**Text excerpt**
┌────────

BEGIN () allocates the next TID , appends a STARTED record to the log, and returns the TID.
COMMIT () appends a COMMITTED record to the log and returns.
ABORT (TID) undoes all of transaction TID 's WRITE () operations by scanning the log backwards and writing the old values from the transaction's UPDATED records back to the cell storage. After completing the undo, ABORT (TID) appends an ABORTED entry to the log, and returns.
RECOVER () is called after a crash and restart, before starting any more transactions. It scans the log backwards, undoing each WRITE record of each transaction that had neither committed nor aborted at the time of the crash. RECOVER () appends one ABORTED record to the log for each such transaction.

Sara's before-or-after intention is that the result of executing multiple transactions concurrently is the same as executing those same transactions one at a time, in increasing TID order. Sara wants her READ () and WRITE () implementations to provide before-or-after atomicity by adhering to the following rule:

Suppose a transaction with TID t executes READ (X) . Let u be the highest TID less than t that calls WRITE (X) and commits. The READ (X) executed by t should return the value that u writes.

└────────

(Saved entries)
┌────────

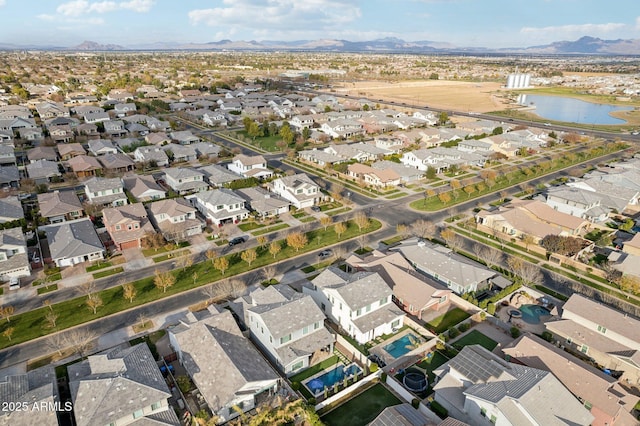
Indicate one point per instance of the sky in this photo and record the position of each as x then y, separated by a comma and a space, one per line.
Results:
462, 23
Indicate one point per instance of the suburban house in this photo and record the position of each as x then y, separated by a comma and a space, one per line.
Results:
9, 177
577, 202
42, 171
360, 303
229, 372
184, 180
120, 386
107, 192
73, 242
11, 209
68, 151
218, 176
14, 260
250, 166
143, 188
609, 402
220, 206
84, 166
479, 388
101, 147
412, 292
176, 219
373, 177
42, 153
530, 217
609, 337
151, 154
117, 163
184, 137
293, 344
180, 153
263, 202
127, 225
299, 189
39, 388
59, 206
632, 246
455, 271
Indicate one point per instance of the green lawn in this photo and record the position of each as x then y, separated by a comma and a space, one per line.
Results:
108, 272
443, 322
314, 369
32, 324
474, 337
97, 266
48, 289
270, 229
362, 409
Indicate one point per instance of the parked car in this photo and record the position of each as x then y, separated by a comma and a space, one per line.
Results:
14, 283
325, 253
236, 241
376, 359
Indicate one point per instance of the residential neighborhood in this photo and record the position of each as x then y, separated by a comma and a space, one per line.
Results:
243, 244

└────────

**Your tasks**
A – Quote the text on transaction logging starting with "BEGIN () allocates" and going on through "each such transaction.".
B – Write out all the records again with "Indicate" replaced by "Mark" and nothing else changed. Leave the pictures out.

**The replies**
A –
BEGIN () allocates the next TID , appends a STARTED record to the log, and returns the TID.
COMMIT () appends a COMMITTED record to the log and returns.
ABORT (TID) undoes all of transaction TID 's WRITE () operations by scanning the log backwards and writing the old values from the transaction's UPDATED records back to the cell storage. After completing the undo, ABORT (TID) appends an ABORTED entry to the log, and returns.
RECOVER () is called after a crash and restart, before starting any more transactions. It scans the log backwards, undoing each WRITE record of each transaction that had neither committed nor aborted at the time of the crash. RECOVER () appends one ABORTED record to the log for each such transaction.

B –
Mark one point per instance of the sky in this photo and record the position of each as x then y, separated by a comma and a space, one per line.
Results:
462, 23
Mark one point per instance of the suburban house in this photo and record the position of each as x then y, separated by a comma and a space, one per line.
Results:
9, 177
577, 202
42, 171
360, 303
229, 372
184, 180
120, 386
107, 192
73, 242
11, 209
68, 151
218, 176
14, 260
250, 166
143, 188
609, 402
220, 206
84, 166
479, 388
101, 147
412, 292
176, 219
373, 177
42, 153
530, 217
609, 337
151, 154
117, 163
184, 137
293, 344
180, 153
263, 202
127, 225
299, 189
39, 388
59, 206
632, 246
455, 271
Mark one point per instance of the green lawn in this photo and record the position of each as x then y, separated by a comma and a space, one per line.
Results:
108, 272
443, 322
314, 369
32, 324
474, 337
97, 266
48, 289
270, 229
362, 409
Mark one point per instance of the parked car in this photo and record the position of each as x then y, separated by a comma and a space, one per line.
Results:
14, 283
325, 253
236, 241
376, 359
Mark one point per instance of the residential neighborhood in this photo and record the position of each as x then y, separated by a comma and a space, one per line.
Results:
243, 244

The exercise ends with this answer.